[[ Document text open ]]
A new study says they are.  Professor Roger Steare has developed a “Moral DNA Test” to calculate changes in our value systems.  Around 60,000 volunteers in 200 countries have taken the quiz.  It measures responses to questions about morality, including judgments on whether those around us at work and home would consider us honest.

According to the study, females are more moral than men and are more likely to make decisions based on how they impact others.  The study also states that our moral compass alters with age, becoming less obedient but more able to use reason.  As a result, we reach a “peak of our intellectual and moral powers” in our early 60s.

When I read about the study this morning, I had to take the test myself.  You can do the same at www.moraldna.org.  Here’s the problem: the test turns out to be only as accurate as my self-descriptions.  If I represent myself as being more honest or moral than I really am, the test will give me the profile I wish myself to be.

Years ago, John Powell wrote a perceptive book titled, Why Am I Afraid To Tell You Who I Am? His answer: because I’m afraid you won’t like me very much if I do.  So I am tempted every day to project what psychologists call my “idealized self”–the person I wish I were.  Then I try to become that person, or at least convince you that I am.  Over time I may even try to convince myself that I am the person I wish I were.  In that case, self-disclosing tests such as the Moral DNA will tell me what I want to hear.
[[ Document text closed ]]
[[ Data for analysis open ]]
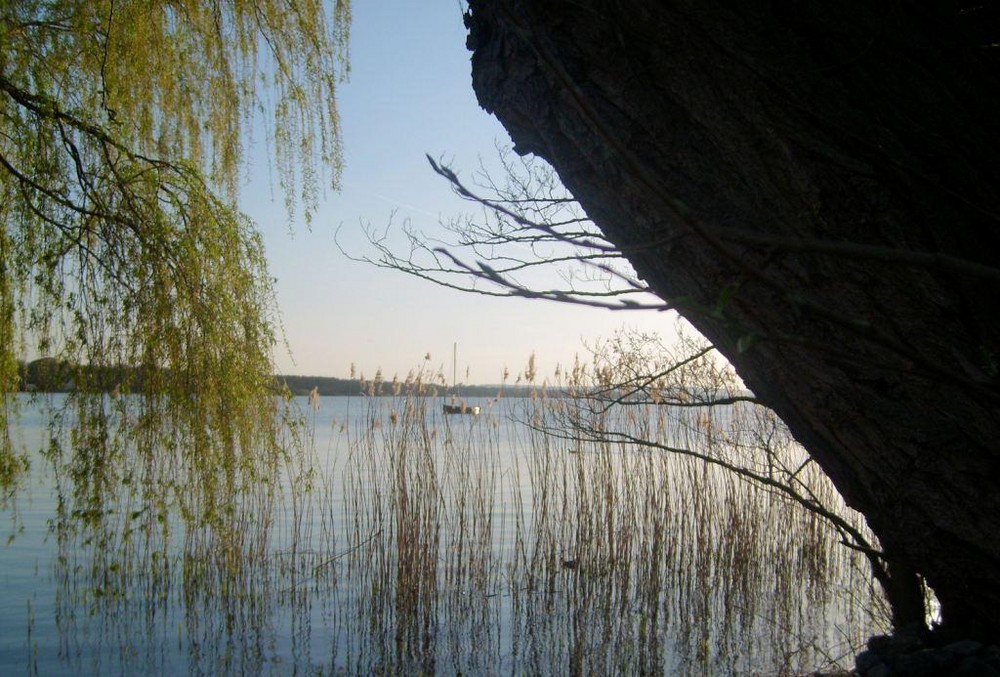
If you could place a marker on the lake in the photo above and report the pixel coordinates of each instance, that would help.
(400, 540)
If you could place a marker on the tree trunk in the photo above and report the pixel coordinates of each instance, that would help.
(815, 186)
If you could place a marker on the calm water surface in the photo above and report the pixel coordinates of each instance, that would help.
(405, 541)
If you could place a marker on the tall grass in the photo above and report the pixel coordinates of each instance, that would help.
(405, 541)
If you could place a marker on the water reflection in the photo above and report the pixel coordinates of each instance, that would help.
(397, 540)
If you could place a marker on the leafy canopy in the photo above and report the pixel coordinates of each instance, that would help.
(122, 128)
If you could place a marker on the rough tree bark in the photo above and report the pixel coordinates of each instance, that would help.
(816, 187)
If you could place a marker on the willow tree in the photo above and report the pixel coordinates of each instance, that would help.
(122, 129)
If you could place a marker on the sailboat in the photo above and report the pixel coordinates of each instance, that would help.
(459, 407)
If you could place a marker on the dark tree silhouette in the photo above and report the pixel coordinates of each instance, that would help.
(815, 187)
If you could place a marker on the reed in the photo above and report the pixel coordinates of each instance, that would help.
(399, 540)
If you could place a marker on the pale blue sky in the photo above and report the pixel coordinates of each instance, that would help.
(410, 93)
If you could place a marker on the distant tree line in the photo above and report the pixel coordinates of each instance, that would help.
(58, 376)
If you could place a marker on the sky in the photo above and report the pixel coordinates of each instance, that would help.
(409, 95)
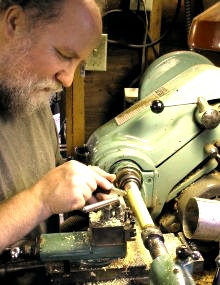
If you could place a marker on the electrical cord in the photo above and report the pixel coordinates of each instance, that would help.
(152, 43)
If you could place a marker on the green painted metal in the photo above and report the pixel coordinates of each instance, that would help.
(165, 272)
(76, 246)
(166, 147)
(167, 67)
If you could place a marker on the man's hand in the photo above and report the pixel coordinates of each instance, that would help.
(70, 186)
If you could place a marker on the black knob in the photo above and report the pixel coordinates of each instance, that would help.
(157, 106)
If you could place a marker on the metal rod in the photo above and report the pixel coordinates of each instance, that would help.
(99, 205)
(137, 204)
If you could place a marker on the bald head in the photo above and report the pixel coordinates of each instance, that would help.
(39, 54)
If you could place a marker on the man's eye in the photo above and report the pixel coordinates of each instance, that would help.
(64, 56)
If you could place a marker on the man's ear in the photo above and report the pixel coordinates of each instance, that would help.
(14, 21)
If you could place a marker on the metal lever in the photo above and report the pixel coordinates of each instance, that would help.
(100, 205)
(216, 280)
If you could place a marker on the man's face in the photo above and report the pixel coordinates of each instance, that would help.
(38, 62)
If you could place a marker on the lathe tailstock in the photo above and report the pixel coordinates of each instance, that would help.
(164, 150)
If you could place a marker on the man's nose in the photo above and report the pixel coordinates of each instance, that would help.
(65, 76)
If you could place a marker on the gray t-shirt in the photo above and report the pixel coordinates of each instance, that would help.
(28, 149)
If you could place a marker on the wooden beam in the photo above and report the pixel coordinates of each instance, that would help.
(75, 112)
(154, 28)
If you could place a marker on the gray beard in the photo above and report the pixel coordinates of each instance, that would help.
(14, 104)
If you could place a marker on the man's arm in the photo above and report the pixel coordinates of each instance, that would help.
[[ Data for analysis closed ]]
Questions on the material:
• 1. Reproduce part of the passage on the Moral DNA Test word for word, starting at the words "Years ago, John" and ending after the words "want to hear.".
• 2. According to the passage on the Moral DNA Test, at what stage of life do we reach the peak of our intellectual and moral powers?
• 3. Carry the passage on the Moral DNA Test forward from its final sentence.
The entries stand apart from the passage on the Moral DNA Test and are separate material.

Answers provided:
• 1.
Years ago, John Powell wrote a perceptive book titled, Why Am I Afraid To Tell You Who I Am? His answer: because I’m afraid you won’t like me very much if I do.  So I am tempted every day to project what psychologists call my “idealized self”–the person I wish I were.  Then I try to become that person, or at least convince you that I am.  Over time I may even try to convince myself that I am the person I wish I were.  In that case, self-disclosing tests such as the Moral DNA will tell me what I want to hear.

• 2. In our early 60s.

• 3.
Three problems result:  One: our attempts to fool others are seldom successful.  The mask inevitably slips and the game is up.  Two: what impresses one person doesn’t necessarily work for another, so we’re forced to create a closet full of masks and choose one for every occasion.  This constant role-playing becomes psychologically draining and eventually fails.  Three: the only Judge whose opinion matters isn’t fooled by our deceptions, no matter how cleverly we execute them.

The Gospels tell us that “Jesus knew their thoughts” (Matthew 12:25; cf. Luke 5:22).  David acknowledged to the Lord, “You perceive my thoughts from afar. . . . Before a word is on my tongue, you know it completely, O Lord” (Psalm 139:2, 4).  He is watching you read these words and knows your mind better than you do.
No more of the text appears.